[Dataset records about object locations]
• • •
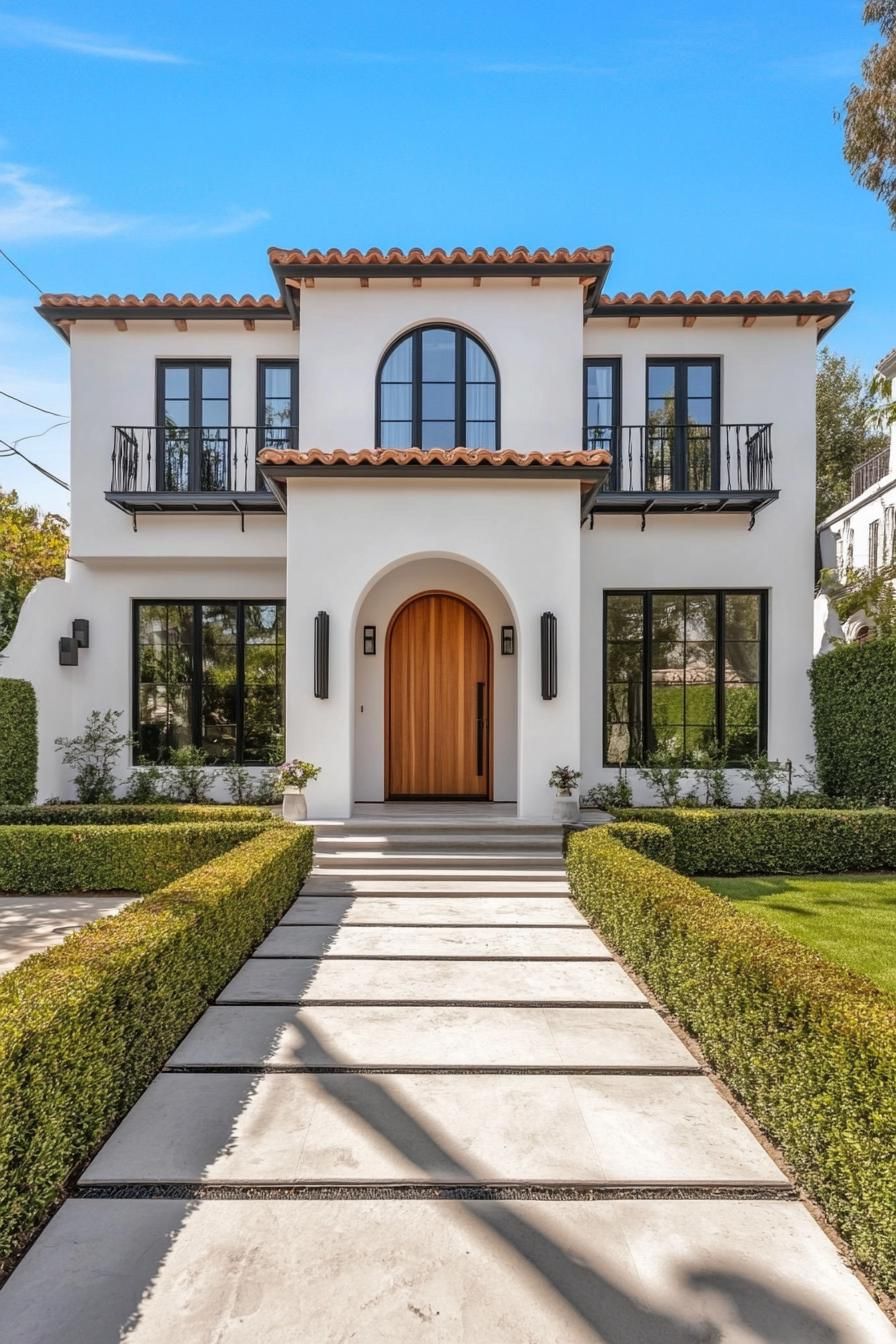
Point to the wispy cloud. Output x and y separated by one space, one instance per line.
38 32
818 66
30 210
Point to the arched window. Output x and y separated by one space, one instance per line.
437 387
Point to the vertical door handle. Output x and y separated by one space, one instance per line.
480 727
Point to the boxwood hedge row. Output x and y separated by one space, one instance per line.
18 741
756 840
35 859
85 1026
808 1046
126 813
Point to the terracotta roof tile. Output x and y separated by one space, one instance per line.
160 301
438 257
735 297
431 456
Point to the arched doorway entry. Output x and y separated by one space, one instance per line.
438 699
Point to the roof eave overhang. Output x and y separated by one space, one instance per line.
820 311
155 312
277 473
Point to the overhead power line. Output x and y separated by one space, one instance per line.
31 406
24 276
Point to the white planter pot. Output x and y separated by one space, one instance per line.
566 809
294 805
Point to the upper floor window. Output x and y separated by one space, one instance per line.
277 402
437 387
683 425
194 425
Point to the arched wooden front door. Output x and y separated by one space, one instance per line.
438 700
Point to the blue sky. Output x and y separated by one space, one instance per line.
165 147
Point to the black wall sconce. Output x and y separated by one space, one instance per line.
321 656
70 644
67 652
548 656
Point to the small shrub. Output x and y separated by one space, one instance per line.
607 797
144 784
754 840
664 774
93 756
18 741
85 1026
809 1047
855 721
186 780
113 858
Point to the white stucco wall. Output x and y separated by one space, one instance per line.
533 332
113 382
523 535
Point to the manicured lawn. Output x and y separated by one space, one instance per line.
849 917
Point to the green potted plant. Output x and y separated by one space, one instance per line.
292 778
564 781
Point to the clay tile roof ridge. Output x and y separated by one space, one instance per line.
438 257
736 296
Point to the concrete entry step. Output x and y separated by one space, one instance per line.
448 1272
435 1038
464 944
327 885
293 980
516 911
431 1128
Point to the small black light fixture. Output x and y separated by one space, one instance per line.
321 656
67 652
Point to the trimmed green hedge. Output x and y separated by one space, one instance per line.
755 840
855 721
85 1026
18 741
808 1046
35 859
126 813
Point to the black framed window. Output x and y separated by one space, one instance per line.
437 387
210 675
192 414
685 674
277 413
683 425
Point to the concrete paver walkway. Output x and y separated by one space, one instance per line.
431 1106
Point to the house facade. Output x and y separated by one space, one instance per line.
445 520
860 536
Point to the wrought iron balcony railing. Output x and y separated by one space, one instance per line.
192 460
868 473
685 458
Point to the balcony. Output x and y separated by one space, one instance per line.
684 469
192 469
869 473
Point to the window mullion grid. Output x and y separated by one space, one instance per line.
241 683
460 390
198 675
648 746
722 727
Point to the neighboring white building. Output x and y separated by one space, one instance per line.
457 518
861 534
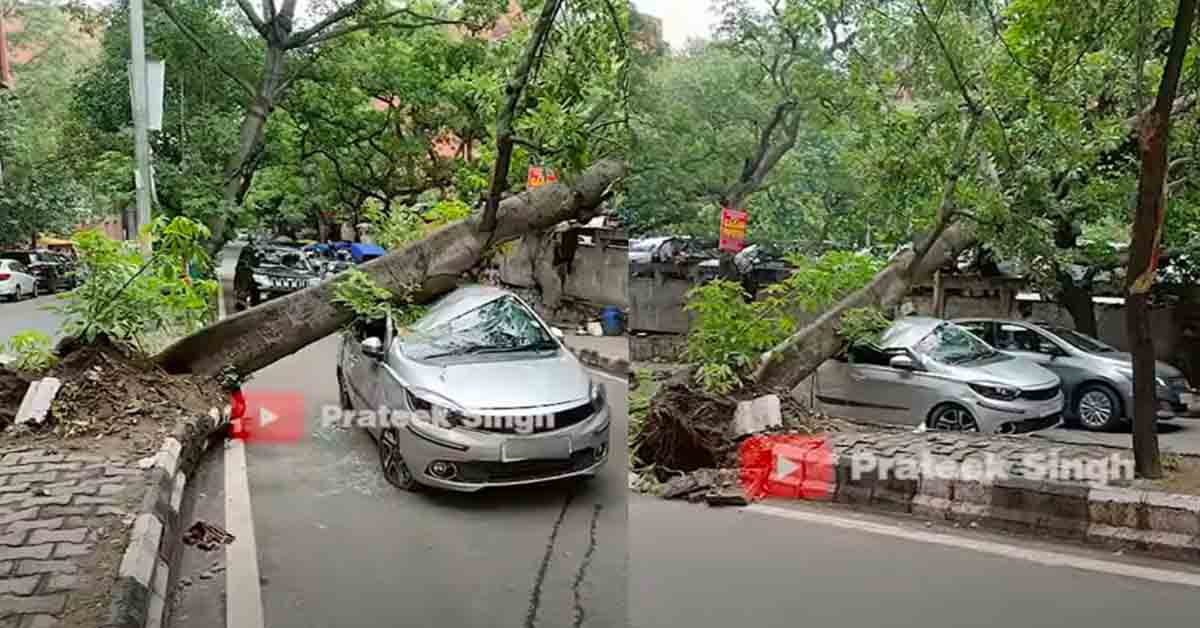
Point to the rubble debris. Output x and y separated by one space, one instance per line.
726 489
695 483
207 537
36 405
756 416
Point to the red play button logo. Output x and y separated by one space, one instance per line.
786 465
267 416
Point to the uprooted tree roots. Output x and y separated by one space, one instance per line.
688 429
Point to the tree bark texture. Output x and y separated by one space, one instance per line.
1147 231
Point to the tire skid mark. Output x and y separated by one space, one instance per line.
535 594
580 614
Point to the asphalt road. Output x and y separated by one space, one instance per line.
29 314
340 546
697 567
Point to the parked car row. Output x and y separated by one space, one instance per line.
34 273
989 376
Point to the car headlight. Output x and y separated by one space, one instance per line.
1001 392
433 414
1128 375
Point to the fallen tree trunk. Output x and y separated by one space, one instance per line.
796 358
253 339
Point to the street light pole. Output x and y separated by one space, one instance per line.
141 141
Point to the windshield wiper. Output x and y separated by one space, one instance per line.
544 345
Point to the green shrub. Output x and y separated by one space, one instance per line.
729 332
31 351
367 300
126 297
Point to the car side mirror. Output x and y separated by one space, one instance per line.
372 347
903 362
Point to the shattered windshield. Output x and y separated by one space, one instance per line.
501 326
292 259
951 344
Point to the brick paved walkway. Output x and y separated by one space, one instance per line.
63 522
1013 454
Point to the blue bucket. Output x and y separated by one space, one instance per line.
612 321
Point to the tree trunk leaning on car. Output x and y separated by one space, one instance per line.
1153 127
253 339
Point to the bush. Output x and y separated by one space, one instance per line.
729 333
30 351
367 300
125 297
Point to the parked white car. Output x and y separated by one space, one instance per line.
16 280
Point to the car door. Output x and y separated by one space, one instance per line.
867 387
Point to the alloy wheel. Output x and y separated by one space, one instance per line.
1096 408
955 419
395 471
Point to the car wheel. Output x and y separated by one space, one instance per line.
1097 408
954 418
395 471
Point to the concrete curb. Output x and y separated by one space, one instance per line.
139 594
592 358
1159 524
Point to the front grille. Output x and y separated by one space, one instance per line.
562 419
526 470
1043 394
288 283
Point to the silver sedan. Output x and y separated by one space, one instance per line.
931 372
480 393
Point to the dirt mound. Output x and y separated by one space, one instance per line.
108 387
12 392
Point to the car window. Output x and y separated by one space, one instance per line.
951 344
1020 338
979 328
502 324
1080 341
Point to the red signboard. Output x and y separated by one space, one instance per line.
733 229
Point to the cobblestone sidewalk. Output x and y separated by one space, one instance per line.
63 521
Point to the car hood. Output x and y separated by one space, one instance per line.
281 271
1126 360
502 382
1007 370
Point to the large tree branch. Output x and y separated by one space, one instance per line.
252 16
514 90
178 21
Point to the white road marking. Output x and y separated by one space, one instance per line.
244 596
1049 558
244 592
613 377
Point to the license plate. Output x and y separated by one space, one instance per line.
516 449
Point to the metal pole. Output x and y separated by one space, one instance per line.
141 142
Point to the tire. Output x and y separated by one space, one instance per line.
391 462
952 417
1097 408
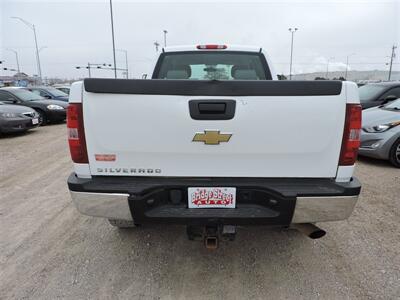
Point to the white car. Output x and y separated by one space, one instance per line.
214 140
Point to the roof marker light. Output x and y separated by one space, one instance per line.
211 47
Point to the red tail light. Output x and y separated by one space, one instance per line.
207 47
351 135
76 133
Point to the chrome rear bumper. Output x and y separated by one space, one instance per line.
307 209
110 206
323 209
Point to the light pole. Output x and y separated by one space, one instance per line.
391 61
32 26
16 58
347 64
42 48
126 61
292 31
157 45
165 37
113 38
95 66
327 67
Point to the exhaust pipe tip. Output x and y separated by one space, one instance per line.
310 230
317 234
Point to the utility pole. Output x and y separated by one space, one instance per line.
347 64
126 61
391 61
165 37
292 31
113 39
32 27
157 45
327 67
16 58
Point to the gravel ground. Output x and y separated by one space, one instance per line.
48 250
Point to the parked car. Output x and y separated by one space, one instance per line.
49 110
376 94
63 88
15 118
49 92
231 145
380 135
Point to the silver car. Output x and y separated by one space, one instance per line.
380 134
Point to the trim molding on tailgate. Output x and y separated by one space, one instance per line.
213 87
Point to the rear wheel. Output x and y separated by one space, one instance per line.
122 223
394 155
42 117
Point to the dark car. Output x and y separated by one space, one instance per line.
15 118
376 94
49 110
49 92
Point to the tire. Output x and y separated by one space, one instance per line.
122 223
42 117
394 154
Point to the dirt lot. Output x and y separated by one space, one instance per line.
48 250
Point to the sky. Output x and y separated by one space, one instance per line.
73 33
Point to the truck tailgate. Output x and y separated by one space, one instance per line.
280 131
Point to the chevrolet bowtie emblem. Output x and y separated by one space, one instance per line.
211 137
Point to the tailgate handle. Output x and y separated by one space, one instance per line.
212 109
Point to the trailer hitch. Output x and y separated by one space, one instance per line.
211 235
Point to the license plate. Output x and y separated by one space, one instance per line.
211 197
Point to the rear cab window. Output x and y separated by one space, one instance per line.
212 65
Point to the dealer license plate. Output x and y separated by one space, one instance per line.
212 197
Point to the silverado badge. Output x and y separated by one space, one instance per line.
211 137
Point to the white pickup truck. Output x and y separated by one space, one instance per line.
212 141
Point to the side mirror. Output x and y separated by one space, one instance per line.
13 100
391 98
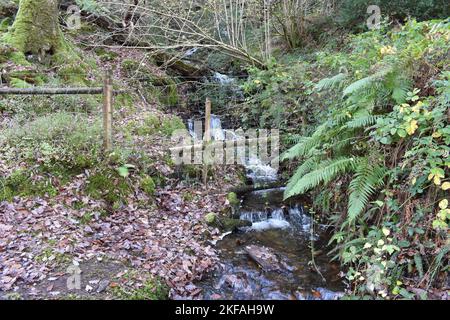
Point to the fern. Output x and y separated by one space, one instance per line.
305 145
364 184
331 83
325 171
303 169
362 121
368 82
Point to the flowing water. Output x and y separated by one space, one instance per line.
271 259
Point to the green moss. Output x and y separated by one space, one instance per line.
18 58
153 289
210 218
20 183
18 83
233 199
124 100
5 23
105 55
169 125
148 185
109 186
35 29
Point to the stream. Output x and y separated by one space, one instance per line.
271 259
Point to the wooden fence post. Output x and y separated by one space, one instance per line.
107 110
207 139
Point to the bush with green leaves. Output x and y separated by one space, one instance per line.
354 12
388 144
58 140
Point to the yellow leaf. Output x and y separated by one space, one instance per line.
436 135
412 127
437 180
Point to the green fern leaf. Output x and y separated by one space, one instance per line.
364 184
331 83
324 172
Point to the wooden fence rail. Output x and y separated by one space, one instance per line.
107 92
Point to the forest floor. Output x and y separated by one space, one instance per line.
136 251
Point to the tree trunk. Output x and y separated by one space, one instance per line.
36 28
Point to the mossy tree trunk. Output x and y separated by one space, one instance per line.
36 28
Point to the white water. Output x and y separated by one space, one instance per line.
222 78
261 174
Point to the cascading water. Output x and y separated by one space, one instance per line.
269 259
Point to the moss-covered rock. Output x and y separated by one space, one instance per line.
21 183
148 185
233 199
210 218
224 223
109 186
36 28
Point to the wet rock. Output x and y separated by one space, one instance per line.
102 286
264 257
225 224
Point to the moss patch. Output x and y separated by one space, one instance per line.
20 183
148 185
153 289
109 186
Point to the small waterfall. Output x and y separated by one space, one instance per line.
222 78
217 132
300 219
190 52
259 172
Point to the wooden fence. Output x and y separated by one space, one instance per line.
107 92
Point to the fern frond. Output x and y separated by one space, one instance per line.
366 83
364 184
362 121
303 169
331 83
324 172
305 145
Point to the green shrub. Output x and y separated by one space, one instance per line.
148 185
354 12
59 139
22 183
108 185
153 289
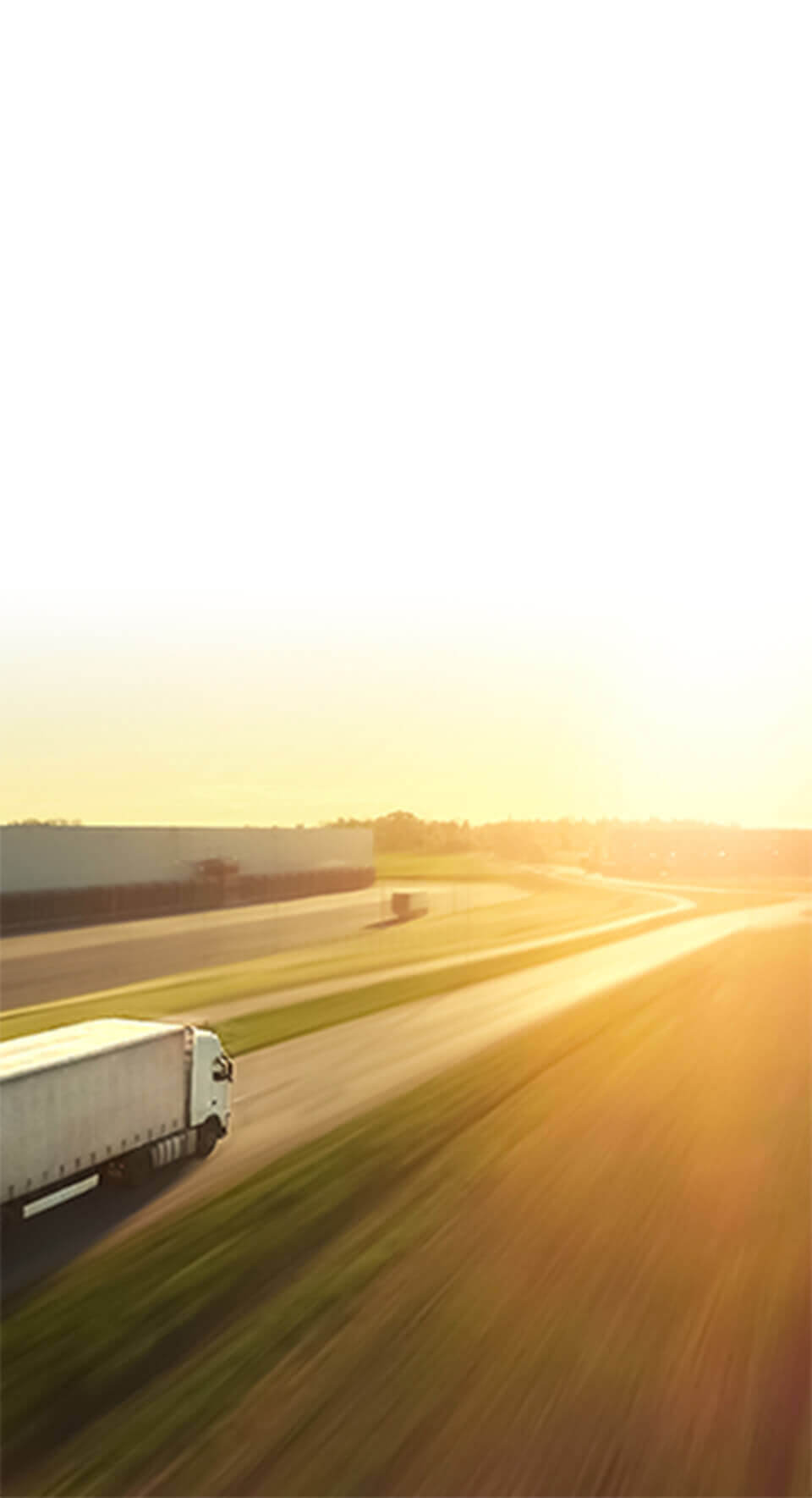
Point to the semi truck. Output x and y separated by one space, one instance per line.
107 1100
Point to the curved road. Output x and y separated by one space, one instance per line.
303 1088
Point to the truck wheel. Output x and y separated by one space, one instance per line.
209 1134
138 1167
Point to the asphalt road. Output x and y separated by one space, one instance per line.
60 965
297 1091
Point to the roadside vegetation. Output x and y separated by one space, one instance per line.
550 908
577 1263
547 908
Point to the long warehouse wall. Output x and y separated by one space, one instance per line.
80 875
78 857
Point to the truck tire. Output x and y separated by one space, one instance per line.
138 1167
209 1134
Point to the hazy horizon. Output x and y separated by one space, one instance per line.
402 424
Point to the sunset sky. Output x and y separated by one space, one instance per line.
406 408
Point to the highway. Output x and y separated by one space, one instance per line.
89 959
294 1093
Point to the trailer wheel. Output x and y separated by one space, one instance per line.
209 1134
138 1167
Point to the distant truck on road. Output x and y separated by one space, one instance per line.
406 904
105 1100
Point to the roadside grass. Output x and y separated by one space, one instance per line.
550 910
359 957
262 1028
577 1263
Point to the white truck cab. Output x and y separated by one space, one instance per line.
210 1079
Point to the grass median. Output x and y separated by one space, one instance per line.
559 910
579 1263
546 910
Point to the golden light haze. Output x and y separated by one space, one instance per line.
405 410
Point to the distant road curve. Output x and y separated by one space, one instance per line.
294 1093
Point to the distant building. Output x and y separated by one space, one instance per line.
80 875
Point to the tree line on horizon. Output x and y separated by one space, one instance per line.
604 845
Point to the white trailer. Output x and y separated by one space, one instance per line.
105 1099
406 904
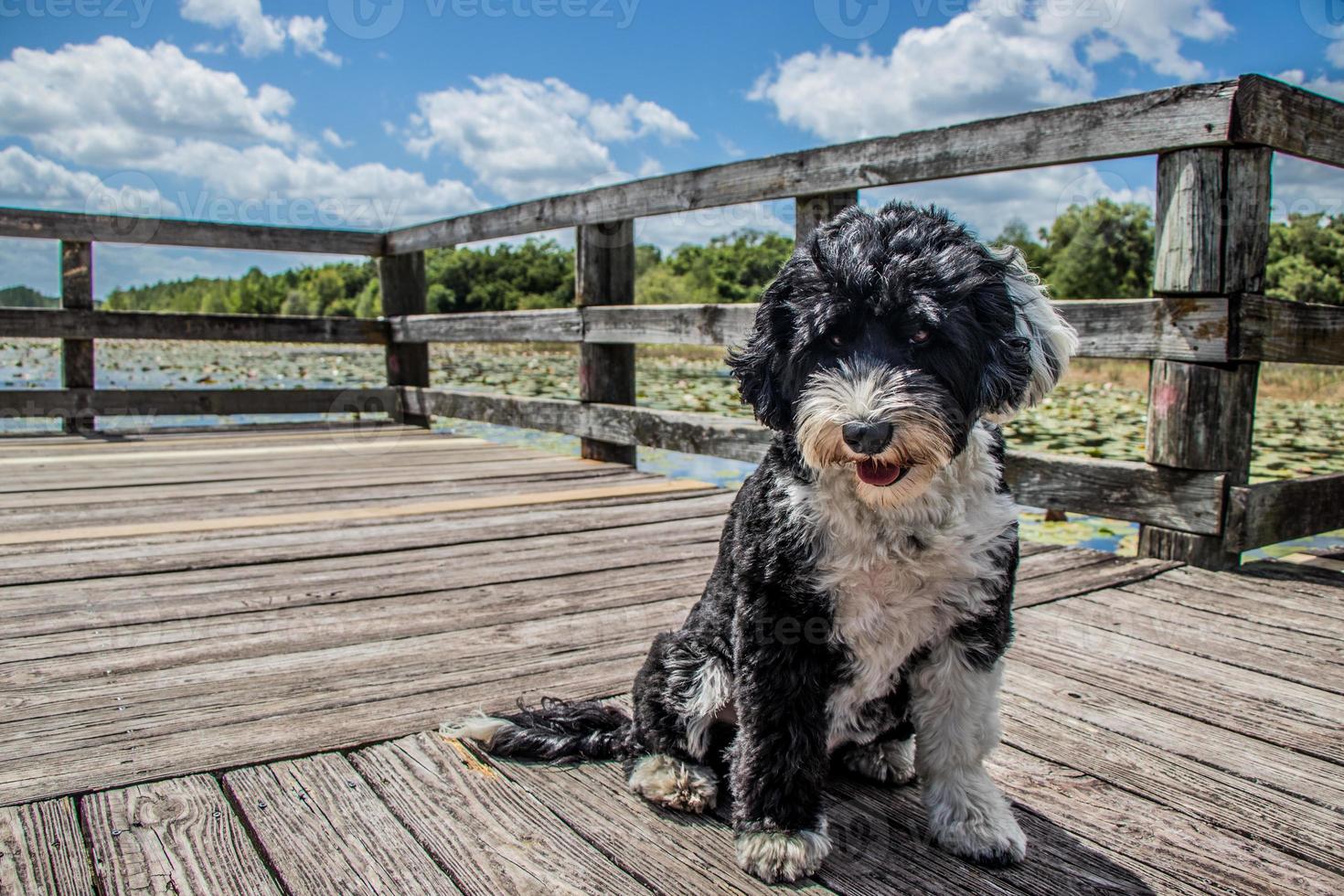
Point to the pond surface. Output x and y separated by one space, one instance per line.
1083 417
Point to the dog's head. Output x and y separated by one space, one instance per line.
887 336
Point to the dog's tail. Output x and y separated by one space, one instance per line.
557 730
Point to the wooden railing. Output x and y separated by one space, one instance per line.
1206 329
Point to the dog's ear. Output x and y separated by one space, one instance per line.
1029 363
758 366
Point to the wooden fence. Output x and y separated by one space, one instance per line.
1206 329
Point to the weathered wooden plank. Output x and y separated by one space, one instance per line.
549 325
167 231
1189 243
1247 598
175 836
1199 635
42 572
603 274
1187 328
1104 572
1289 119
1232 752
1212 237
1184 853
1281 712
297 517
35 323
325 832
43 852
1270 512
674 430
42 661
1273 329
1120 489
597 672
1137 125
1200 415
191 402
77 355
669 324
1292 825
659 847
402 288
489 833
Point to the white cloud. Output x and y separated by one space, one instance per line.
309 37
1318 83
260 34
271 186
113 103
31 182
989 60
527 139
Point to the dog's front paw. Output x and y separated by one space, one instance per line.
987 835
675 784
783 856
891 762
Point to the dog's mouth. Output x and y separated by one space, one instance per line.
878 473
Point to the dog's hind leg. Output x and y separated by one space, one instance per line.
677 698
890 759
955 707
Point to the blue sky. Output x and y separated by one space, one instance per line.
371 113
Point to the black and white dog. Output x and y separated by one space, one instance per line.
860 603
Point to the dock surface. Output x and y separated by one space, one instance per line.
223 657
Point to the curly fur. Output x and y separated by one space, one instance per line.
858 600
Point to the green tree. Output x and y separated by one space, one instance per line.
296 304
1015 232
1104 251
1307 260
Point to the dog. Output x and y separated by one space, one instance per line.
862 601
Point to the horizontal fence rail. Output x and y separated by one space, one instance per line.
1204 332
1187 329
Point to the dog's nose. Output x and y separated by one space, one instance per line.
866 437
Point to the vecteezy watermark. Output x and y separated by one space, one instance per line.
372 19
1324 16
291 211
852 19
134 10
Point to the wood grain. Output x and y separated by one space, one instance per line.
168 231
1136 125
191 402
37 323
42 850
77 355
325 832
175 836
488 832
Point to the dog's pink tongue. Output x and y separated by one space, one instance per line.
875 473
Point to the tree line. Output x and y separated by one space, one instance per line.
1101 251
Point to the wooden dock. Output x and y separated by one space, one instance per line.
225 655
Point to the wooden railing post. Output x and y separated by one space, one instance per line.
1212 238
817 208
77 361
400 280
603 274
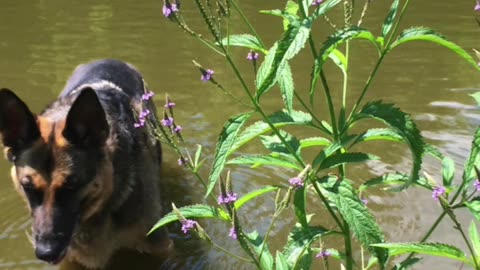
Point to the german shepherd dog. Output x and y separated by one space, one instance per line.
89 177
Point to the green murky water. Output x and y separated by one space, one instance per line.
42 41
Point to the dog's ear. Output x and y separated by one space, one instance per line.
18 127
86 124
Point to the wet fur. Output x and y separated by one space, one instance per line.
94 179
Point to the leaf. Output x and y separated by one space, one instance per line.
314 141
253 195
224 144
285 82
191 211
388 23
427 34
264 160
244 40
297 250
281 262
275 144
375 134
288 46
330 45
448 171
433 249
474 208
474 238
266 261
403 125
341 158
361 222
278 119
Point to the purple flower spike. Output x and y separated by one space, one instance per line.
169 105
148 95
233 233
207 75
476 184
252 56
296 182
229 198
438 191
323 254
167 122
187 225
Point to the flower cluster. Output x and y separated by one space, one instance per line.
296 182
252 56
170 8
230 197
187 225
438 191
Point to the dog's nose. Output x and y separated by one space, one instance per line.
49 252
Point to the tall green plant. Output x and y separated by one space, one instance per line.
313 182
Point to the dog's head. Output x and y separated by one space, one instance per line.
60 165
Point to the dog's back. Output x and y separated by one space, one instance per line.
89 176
• • •
> [THE EXERCISE]
Extract, exactly as they appear, the lines from the one containing "Point to the german" through the final line.

> [OUTPUT FOR THIS EXERCISE]
Point to the german shepherd dog. Output x and y separated by one space, one instance per line.
89 177
Point to the green murky water. Output x and y separated by one space, one instance per line.
42 41
Point to the dog's ear. Output x and y separated by one space, one instance per line.
18 127
86 124
Point to the wet fur. Output x and y separated by one space, one instance per line.
94 179
Point to the leaf. Output x and y separated by one space, one instance per line.
314 141
253 195
224 144
285 82
191 211
388 23
427 34
264 160
244 40
297 250
281 262
275 144
375 134
288 46
330 45
448 171
433 249
474 208
474 238
266 261
403 125
341 158
361 222
278 119
Point to the purple flower spike. Output x and y separated by one space, one instance per line.
169 105
148 95
233 233
207 75
476 184
252 56
296 182
229 198
438 191
323 254
167 122
187 225
Point to the flower cluster. Output x and y separated by one space, one instance per line.
296 182
252 56
170 8
230 197
187 225
438 191
Point to the dog's nose. Output x and y separated by one space, one instance per line.
49 252
Point to the tall green plant. Output x and y separated by one space, one instance per line.
313 182
Point to the dog's head. Output x and y separated by one space, one instance per line.
60 165
Point to the dog's back. Output x and y separated by one space, one instance per line.
89 176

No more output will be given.